ElCicco #CBR4 Review #50: Never Fall Down – A Novel, by Patricia McCormick
You think you never can get used to a thing this sad, kid dying, but you do. You think maybe you want to die also. But you don’t. You not living. And you not dead. You living dead.
This YA novel, nominated for a National Book Award this year, is a fictionalized account of the life of Arn Chorn-Pond, a real person who survived the killing fields of Cambodia. Arn was 11 when the Khmer Rouge came to power. His family, like all the others in his town, was forced out of its home, separated and put to work in rice fields under brutal, inhuman, often deadly conditions. Some 2 million Cambodians died under Khmer Rouge oppression. Arn’s story is both painful and powerful. The author worked with him in telling it and uses his voice (including grammar and syntax) to bring it to life. Despite the fact that this is youth lit, McCormick does not flinch from vividly depicting the horrors of the labor camps. Yet she also captures Arn’s compassion, intelligence and the strength that helped him to survive and then learn how to live again.
Arn was the sort of kid who just seemed lucky or perhaps had always been street savvy or world-wise. As a child before the war, he managed to get extra money for himself and his family by selling ice cream and gambling. He kept himself alive in the camps by learning to play an instrument and mastering songs that the band played to entertain the Khmer Rouge elite as well to cover up the sounds of death at the work camps. He marvels at his own unusual luck while he sees others dying horrible deaths, and like the other children, he learns not to show any emotion about it because to do so meant certain death for yourself. But Arn never lost his compassion. He tried hard to protect other kids and some of the adults around him.
The years of the Khmer Rouge regime brought death every day. Arn saw children fall down in the fields and never get up again. He saw prisoners brutally put to death by an axe blow to the skull and then he had to help push the bodies into burial pits. He saw Khmer Rouge slice the livers out of prisoners and eat them. He learns that even members of the Khmer Rouge live in fear because they could be denounced at any moment. Arn also learns that he is capable of killing. By the time the Khmer Rouge have fallen, Arn is about 15. He has found his way to Thailand and a hospital/orphanage for Cambodian children, and there he meets an American who takes him and others back to the US. But Arn still must come to grips with the killing fields and the horrors he endured, the horrible things he had to do to survive. The description of his first experience in the US as a high school student, taunted both by the white American students and by other Cambodians, is absolutely heartbreaking. But the story of how Arn uses his story to educate others and learn to live again is simply beautiful and brought me to tears.
Today, Arn is known not just for his story but for the great works he has done on behalf of children in war-torn nations, especially in Cambodia. While the details of the killing fields may be hard for teens to hear (they were hard for me and I’m 48 and have a background in Soviet history), imagine how hard it must have been for a child to live them. This is an outstanding book that educates the reader about a shocking and brutal episode in 20th century history, but also demonstrates the amazing resilience and indomitable spirit of one person who came through it. McCormick, whose previous works have likewise been nominated for National Book Awards and other prizes, does a masterful job of presenting this story in a way that is suitable for a younger reader without pandering or watering down the material. It is a great novel period. Read it.

> STUDY MATERIAL:
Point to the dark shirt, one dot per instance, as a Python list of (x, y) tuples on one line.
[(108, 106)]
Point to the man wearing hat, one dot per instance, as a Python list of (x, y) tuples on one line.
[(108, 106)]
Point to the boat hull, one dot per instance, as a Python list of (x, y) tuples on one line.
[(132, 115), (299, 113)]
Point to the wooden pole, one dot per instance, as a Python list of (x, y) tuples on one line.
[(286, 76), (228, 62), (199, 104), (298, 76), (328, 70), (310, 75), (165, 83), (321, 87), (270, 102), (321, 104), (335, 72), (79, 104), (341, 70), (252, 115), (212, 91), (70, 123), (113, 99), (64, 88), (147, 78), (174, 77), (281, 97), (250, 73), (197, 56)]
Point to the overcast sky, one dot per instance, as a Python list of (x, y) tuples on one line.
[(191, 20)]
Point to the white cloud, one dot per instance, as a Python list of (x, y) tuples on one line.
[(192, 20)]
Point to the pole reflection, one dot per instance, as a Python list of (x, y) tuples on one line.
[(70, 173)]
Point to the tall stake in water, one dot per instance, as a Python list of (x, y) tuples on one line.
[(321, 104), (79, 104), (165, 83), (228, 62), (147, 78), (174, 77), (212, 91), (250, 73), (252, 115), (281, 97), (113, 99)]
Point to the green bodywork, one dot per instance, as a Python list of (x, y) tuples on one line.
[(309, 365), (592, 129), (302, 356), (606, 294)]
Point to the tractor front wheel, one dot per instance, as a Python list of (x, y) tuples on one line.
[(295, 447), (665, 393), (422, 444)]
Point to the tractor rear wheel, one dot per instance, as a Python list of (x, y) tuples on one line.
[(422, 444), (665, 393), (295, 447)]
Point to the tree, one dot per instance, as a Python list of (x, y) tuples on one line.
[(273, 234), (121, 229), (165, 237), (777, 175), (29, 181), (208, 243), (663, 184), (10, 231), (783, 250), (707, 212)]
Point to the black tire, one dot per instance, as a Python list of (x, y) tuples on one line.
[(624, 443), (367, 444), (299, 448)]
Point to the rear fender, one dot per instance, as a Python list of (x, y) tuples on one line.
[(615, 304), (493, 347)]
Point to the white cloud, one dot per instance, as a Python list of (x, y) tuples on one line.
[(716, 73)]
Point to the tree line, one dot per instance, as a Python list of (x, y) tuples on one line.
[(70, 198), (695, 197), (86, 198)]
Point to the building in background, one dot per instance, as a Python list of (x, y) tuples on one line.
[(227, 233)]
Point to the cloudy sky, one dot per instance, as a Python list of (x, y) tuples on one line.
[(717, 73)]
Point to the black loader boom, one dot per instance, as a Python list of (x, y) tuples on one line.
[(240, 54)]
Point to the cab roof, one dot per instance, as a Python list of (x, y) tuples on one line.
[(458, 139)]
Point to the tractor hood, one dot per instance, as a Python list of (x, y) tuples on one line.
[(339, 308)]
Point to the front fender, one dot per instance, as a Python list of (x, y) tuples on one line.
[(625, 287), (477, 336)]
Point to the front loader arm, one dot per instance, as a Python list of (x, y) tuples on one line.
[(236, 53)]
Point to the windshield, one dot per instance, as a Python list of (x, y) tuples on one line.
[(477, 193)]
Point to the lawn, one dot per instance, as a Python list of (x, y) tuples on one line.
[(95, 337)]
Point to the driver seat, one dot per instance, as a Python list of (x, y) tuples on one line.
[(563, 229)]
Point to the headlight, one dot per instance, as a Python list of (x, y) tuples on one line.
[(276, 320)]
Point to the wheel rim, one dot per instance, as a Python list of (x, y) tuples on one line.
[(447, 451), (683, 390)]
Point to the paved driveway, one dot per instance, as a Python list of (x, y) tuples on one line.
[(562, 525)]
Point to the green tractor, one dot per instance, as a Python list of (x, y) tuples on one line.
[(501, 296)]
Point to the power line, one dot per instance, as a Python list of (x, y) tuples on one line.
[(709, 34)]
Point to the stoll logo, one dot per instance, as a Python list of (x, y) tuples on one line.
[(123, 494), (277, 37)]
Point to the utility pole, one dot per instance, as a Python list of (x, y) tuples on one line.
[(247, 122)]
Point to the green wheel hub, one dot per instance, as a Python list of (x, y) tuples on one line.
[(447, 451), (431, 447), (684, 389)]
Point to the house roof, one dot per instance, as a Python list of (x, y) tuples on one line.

> TASK DESCRIPTION:
According to the review, how old was Arn when the Khmer Rouge came to power? Please answer in a few words. The data is separate material, unrelated to the review.

> ANSWER SECTION:
He was 11.